─── Extrait choisi ───

L’album s’ouvre sur une transcription de la Petite suite, habituellement interprétée à quatre mains. Cette transcription pour piano solo, par Jacques Durand et révisée par Philip Chiu lui-même, est extrêmement réussie. On croirait entendre l’œuvre originale. On nous propose également sur cet album des extraits du premier livre des Images, ainsi que trois Estampes. Des œuvres bien connues et souvent interprétées, certes, mais s’intégrant parfaitement dans le narratif très personnel de cet album.
Sujet en effet personnel, puisque cet opus se veut une exploration du thème du sentiment d’appartenance. L’album n’apporte pas de réponse définitive (là n’est pas son objectif), mais réussit parfaitement à transmettre des émotions, des sentiments, qui décrivent tout ce que peut vouloir dire « appartenir ». Les œuvres de Debussy choisies pour cet album sont toutes empreintes d’un certain sentiment de nostalgie, d’un recueillement calme et contemplatif. Cet album est entouré d’une atmosphère éthérée, propice à la réflexion, mais sans exclure certains moments de joie exubérante et dansante.

───

Problèmes à résoudre:
A - Relevez dans l'extrait choisi tout le passage qui va de « Sujet en effet » jusqu'à « exubérante et dansante. ».
B - Répondez aux questions suivantes d'après l'extrait choisi.
(i) Qui a révisé la transcription pour piano solo de la Petite suite ?
(ii) Quel thème cet opus se veut-il explorer ?
(iii) Combien d'Estampes l'album propose-t-il ?

─── Données présentées ───

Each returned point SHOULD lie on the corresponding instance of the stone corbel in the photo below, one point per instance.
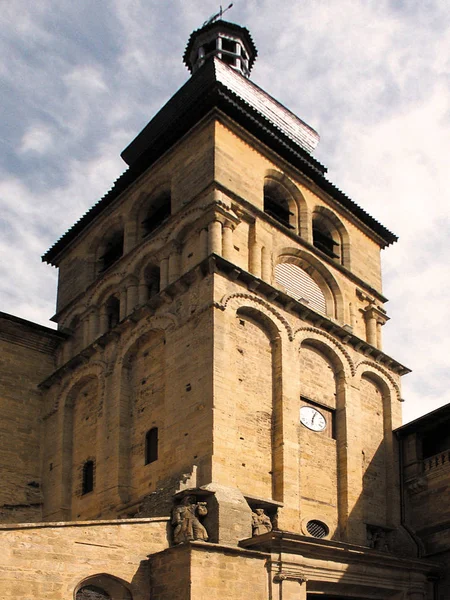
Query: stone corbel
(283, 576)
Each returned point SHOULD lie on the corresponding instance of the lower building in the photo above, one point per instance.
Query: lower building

───
─── Données présentées ───

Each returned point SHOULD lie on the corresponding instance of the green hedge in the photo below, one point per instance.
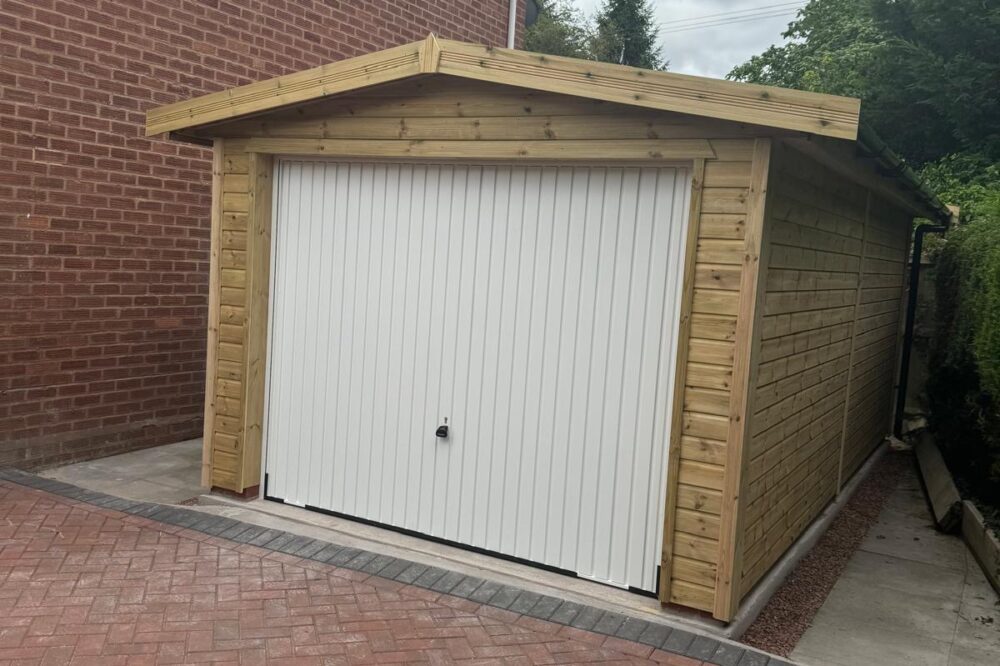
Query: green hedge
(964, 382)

───
─── Données présentées ───

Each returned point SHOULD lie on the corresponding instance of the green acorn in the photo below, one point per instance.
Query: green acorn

───

Corrigé des exercices:
A -
Sujet en effet personnel, puisque cet opus se veut une exploration du thème du sentiment d’appartenance. L’album n’apporte pas de réponse définitive (là n’est pas son objectif), mais réussit parfaitement à transmettre des émotions, des sentiments, qui décrivent tout ce que peut vouloir dire « appartenir ». Les œuvres de Debussy choisies pour cet album sont toutes empreintes d’un certain sentiment de nostalgie, d’un recueillement calme et contemplatif. Cet album est entouré d’une atmosphère éthérée, propice à la réflexion, mais sans exclure certains moments de joie exubérante et dansante.

B -
(i) Philip Chiu lui-même.
(ii) Le sentiment d'appartenance.
(iii) Trois.